--- SUPPLIED PASSAGE ---
════

Photo: Bryan Louis Herring
A man alleged to have scattered an estimated $74,000 in bad checks in Baxter County and a number of other Arkansas locations has been jailed.
Forty-eight-year-old Bryan Louis Herring listed a Batesville address when he was booked into the Baxter County Detention Center shortly after 4:30 a.m. on Saturday.
Herring was declared a fugitive in Baxter County Aug. 10 last year, when he failed to show up for a scheduled circuit court appearance.
In addition to Baxter County, Herring is being sought in Benton, Craighead, Independence, Izard, Sharp and Washington counties in Arkansas and at least one other state, according to court records.
There are multiple holds on him from Sharp and Izard counties, according to the Baxter County Sheriff’s Office.
He was arrested in Florence, Alabama, located in the northwest part of the state near the border with Tennessee. He was returned to this area by a Baxter County deputy sheriff.
In Baxter County, Herring is accused of buying an outboard motor from a local dealer in late April 2018 using a $3,200 check written on a closed account at First National Bank of Izard County.
Herring was alleged to have then gone down the road into Izard County and passed another hot check on the same closed account for $3,500 to purchase a boat and motor that he later sold to another party.
In addition to using worthless checks to purchase the two outboard motors and the boat, Herring has made a number of other buys using hot checks or feigning interest in a vehicle, taking it for a test drive and never returning.
In 2017-2020, he is accused of:
— Taking a pickup truck valued at almost $41,000 from a Batesville dealership. According to the probable cause affidavit, Herring came to the dealership in a taxi on May 14 last year. He was allowed to take the vehicle for a test drive and did not return. He showed a Louisiana driver’s license for identification.
— Writing a $21,000 hot check to purchase a 2014 pickup truck in the small Benton County city of Bethel Heights. He was reported to have used a Louisiana driver’s license for identification at that location as well.
— He is alleged to have purchased a 20-foot trailer for almost $4,800 from a manufacturer in Springdale with a check that bounced.

════

--- DATA SEGMENT ---
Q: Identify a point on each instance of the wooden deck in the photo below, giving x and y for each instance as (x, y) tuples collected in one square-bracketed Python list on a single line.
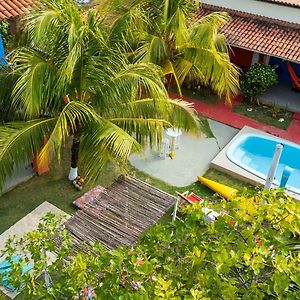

════

--- PROBLEMS TO WORK ON ---
A: Name every county that the bad-check article mentions.
B: Print the bad-check article from "Forty-eight-year-old Bryan Louis" up to and including "to court records.".
C: Please proceed with the bad-check article, continuing from its final sentence.
The listing was drawn from a separate source and has no connection to the bad-check article.

--- RESULTS ---
A: Baxter, Benton, Craighead, Independence, Izard, Sharp, Washington

B:
Forty-eight-year-old Bryan Louis Herring listed a Batesville address when he was booked into the Baxter County Detention Center shortly after 4:30 a.m. on Saturday.
Herring was declared a fugitive in Baxter County Aug. 10 last year, when he failed to show up for a scheduled circuit court appearance.
In addition to Baxter County, Herring is being sought in Benton, Craighead, Independence, Izard, Sharp and Washington counties in Arkansas and at least one other state, according to court records.

C:
According to electronic court records, criminal charges have been filed against Herring in a number of counties, including Baxter, Benton, Craighead, Independence and Izard.
He is listed as a fugitive in most of the counties.
Herring was also sentenced to 45 months in federal prison in 2014 stemming from a bogus boat sale in which he was allegedly trying to scam money from his “customer” — a dentist with offices in Foley, Alabama, and Pensacola, Florida.
In the federal court records, Herring’s first name is spelled “Brian” instead of “Bryan,” but the birthdate is the same.
A federal grand jury in the United States District Court for the Southern District of Alabama reviewed the evidence in the alleged boat sale scam and indicted Herring, charging him with wire fraud and aggravated identify theft
The grand jury reported Herring is alleged to have told the doctor to wire $12,500 to the suspect’s account at a bank in Foley, Alabama, as a down payment on the boat the dentist thought he was buying. Herring indicated the money would be transferred to a third party involved in the sale.
The government alleged the transfer to the unnamed “third party” never took place, and that Herring withdrew most of the money on April 25 and 26, 2013 and used the funds himself.
At some point, Herring was alleged to have used a pretext to write down the numbers of one of the doctor’s credit cards. He was accused of using the information to make a number of purchases at the Undertow Bar and Grill in Orange Beach, Alabama.
Herring is reported to have told workers at the establishment he had canceled his personal credit card, making it necessary to use the numbers he had written down on a piece of paper to pay his tabs.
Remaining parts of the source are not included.